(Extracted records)

-------------------------

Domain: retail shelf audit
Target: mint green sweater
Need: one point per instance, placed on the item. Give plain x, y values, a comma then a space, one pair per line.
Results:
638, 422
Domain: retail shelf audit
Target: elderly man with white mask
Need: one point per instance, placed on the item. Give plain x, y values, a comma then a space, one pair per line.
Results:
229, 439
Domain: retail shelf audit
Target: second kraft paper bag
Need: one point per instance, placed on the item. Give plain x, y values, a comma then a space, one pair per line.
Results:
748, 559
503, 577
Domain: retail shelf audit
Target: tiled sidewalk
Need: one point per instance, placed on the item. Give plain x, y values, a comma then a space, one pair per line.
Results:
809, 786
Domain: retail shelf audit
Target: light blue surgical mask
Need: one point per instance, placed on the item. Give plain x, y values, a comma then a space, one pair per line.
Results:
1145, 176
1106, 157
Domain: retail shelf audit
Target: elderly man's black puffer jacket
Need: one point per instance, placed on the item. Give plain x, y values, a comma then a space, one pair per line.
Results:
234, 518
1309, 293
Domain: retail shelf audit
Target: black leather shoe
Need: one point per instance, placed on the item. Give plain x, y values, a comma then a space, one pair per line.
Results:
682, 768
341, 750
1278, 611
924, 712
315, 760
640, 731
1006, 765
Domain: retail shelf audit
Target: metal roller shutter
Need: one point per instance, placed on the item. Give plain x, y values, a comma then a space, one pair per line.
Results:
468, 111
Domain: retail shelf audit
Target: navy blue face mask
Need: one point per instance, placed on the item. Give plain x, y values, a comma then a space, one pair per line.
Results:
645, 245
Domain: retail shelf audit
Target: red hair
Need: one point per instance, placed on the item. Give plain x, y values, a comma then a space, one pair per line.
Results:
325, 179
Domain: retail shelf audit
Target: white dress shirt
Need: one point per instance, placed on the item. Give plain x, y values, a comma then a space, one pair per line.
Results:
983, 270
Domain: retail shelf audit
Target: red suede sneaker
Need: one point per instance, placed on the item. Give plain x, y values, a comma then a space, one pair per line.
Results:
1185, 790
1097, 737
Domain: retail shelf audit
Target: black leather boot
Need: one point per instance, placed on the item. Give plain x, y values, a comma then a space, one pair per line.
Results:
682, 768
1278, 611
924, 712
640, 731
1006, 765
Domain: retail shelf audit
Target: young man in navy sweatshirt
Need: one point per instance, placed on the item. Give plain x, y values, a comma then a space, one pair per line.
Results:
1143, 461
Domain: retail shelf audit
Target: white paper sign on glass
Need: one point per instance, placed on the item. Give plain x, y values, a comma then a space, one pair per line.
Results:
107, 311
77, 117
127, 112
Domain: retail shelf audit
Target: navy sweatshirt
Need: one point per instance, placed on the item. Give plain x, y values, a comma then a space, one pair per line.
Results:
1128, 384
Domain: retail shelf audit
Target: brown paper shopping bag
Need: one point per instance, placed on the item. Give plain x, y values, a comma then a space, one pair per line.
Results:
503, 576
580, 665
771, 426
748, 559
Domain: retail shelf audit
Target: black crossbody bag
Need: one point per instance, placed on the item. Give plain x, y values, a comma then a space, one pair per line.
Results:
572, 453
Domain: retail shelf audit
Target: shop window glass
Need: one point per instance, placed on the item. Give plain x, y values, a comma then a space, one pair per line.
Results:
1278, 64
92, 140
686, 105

-------------------------

- _Task description_
Copy each record from above without leaving any out.

- _Answer to the task_
Domain: retail shelf audit
Target: mint green sweater
Need: one point per instance, placed on the item. Give plain x, y values, a comma then a space, one pair per line.
Results:
638, 422
Domain: retail shelf audit
Target: elderly man with white mask
Need: one point per instance, placed on the item. Give plain x, y values, a comma then a space, one pair per line.
Results:
229, 439
Domain: retail shelf audit
Target: second kraft paper bag
Need: one point per instance, placed on the item. Give plain x, y values, a comma then a space, one pair per line.
Results:
748, 559
503, 577
Domain: retail shelf audit
Target: tiled sidewalk
Need: one point per instance, placed on the item. Give plain x, y values, a comma then a space, one pair per line.
Results:
809, 786
Domain: retail shelf audit
Target: light blue surgical mask
Need: one point per instance, placed on the item. Give plain x, y values, a comma then a space, one pair per line.
Results:
1145, 176
1106, 157
Domain: retail shelf audit
Target: elderly man's black puffer jacket
Need: one point per instance, placed on the item. Give plain x, y values, a comma then a space, one pair per line.
Results:
234, 518
1309, 293
Domain: retail shelf audit
Target: black leather shoe
Need: one point per instance, placed on the item. Give plain x, y values, a comma then a space, one pair per line.
Results:
682, 768
341, 750
1278, 611
924, 712
315, 760
640, 731
1006, 765
Domain: retail shelf audit
Target: metal roller shutter
Need: one point per instance, placed on the item. Give plain x, y values, a comma then a space, one pair per line.
Results:
468, 111
Domain: retail shelf audit
Target: navy blue face mask
Need: one point per instance, placed on the item. Give plain x, y values, a comma then a space, one pair per line.
Results:
645, 245
Domain: retail shelf audit
Target: red hair
Need: one point per instance, placed on the item. Give plain x, y values, a comma then a space, one pair per line.
Results:
325, 179
Domain: retail shelf audit
Target: white dress shirt
Need: one point per instance, placed on the item. Give plain x, y values, a comma then a space, one pair per line.
Results:
983, 270
Domain: retail shelf audit
Target: red suede sneaker
Need: one point per instance, placed on the item. Give plain x, y values, a comma then a space, one pair per line.
Results:
1185, 790
1097, 737
Domain: retail shelf audit
Target: black leather boot
Need: one point per instance, placed on the item. Give plain x, y values, a comma then a space, one pair per line.
Results:
682, 768
1278, 611
924, 712
640, 731
1006, 765
Domain: retail shelf audit
Target: young man in navy sweatshirt
Need: one point per instance, placed on the item. Give plain x, y values, a comma then a space, one pair per line.
Results:
1143, 461
Domain: retail shelf audit
Target: white paper sign on glass
Need: one point per instance, placed on the item. Give plain x, y values, a comma then a space, one pair per line.
Results:
107, 311
77, 117
127, 112
Domain: retail shelf audit
Target: navy sweatshirt
Need: one point per instance, placed on the item. Give plain x, y values, a comma then a space, one pair per line.
Results:
1128, 384
Domain: retail shelf audit
Target: brown paper shopping bag
Need: one point per instance, placed on the item. Give plain x, y values, a comma then a space, one pair per line.
Results:
503, 576
580, 665
771, 426
748, 559
Domain: retail shelf audit
Target: black crossbody bag
Need: one point per instance, placed on the item. Give plain x, y values, a comma then a space, one pair per line.
Results:
572, 453
Domain: retail shelf audit
Target: shop window glass
Need: one point per instance, placed on the item. Give plain x, y values, a comma then a space, one pair per line.
Results:
1278, 64
92, 140
686, 105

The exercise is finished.